COMPITO ASSEGNATO 1
Secondo il testo su Valdina, a quale altitudine sul livello del mare si trova Valdina Centro?
COMPITO ASSEGNATO 2
Riporta parola per parola il passo del testo su Valdina che va da "Cenni storici" fino a "avere delle documentazioni." compreso.

BRANO DI TESTO
Valdina
Valdina
è un comune della provincia di Messina, appartenente alla Valle del Niceto, che
conta 1.352 abitanti, dislocati nel centro e nelle frazioni di Tracoccia e
Fondachello.
Il
Comune di Valdina si compone di tre piccoli agglomerati urbani: Valdina Centro,
che si trova a 310 m. sul livello del mare, circondata dai monti Peloritani, si
affaccia sulla splendida visuale di Milazzo e delle Isole Eolie; Tracoccia,
famosa soprattutto per l'ospitare la chiesetta dedicata alla Madonna dell'acqua
Santa, che è spesso meta di fedeli e pellegrini; infine Fondachello, sulla
costa Tirrenica che ospita numerose fabbriche di laterizi.
La
popolazione è occupata principalmente nelle industrie di laterizi, ma anche
nell'agricoltura, nel commercio e nelle attività artigianali.
Il
clima è mite e ancora si gode del silenzio e la tranquillità di altri tempi.
Gli
fanno da contorno Roccavaldina, Venetico, Monforte San Giorgio, Torregrotta,
paesi tutti ricchi di storia, con i quali Valdina, sin dall'origine, ebbe
comuni rapporti storico sociali e culturali.
Cenni storici
Da
una ricostruzione verosimile degli accadimenti storici, effettuata attraverso
una prima lettura della bibliografia storica inerente il territorio di Valdina
è possibile fare risalire l'insediamento umano ad epoche remote, anche se
bisogna aspettare l’epoca imperiale per avere delle documentazioni.
Questo
territorio subisce le vicissitudini politiche e militari pari a tutti quelli
compresi tra Rometta e Milazzo, trovandosi sulla "strada maestra", la
Via Valeria, che collega i due centri tra loro e Messina e che continuando
arriva fino a Trapani.

SEZIONE DATI
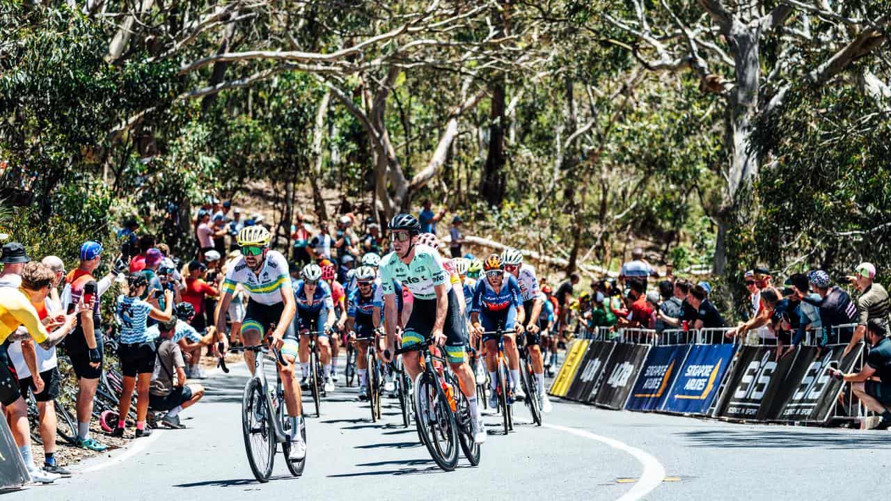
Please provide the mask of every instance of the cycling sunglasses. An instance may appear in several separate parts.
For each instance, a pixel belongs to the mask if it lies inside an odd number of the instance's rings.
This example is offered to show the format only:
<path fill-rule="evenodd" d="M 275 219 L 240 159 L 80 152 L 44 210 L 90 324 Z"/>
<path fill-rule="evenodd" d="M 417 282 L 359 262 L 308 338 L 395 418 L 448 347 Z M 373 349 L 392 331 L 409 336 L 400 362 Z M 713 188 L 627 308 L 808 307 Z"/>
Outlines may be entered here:
<path fill-rule="evenodd" d="M 256 245 L 245 245 L 244 247 L 241 247 L 242 256 L 259 256 L 262 253 L 262 247 L 257 247 Z"/>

SOLUZIONE DEL COMPITO 1
A 310 metri sul livello del mare.

SOLUZIONE DEL COMPITO 2
Cenni storici
Da
una ricostruzione verosimile degli accadimenti storici, effettuata attraverso
una prima lettura della bibliografia storica inerente il territorio di Valdina
è possibile fare risalire l'insediamento umano ad epoche remote, anche se
bisogna aspettare l’epoca imperiale per avere delle documentazioni.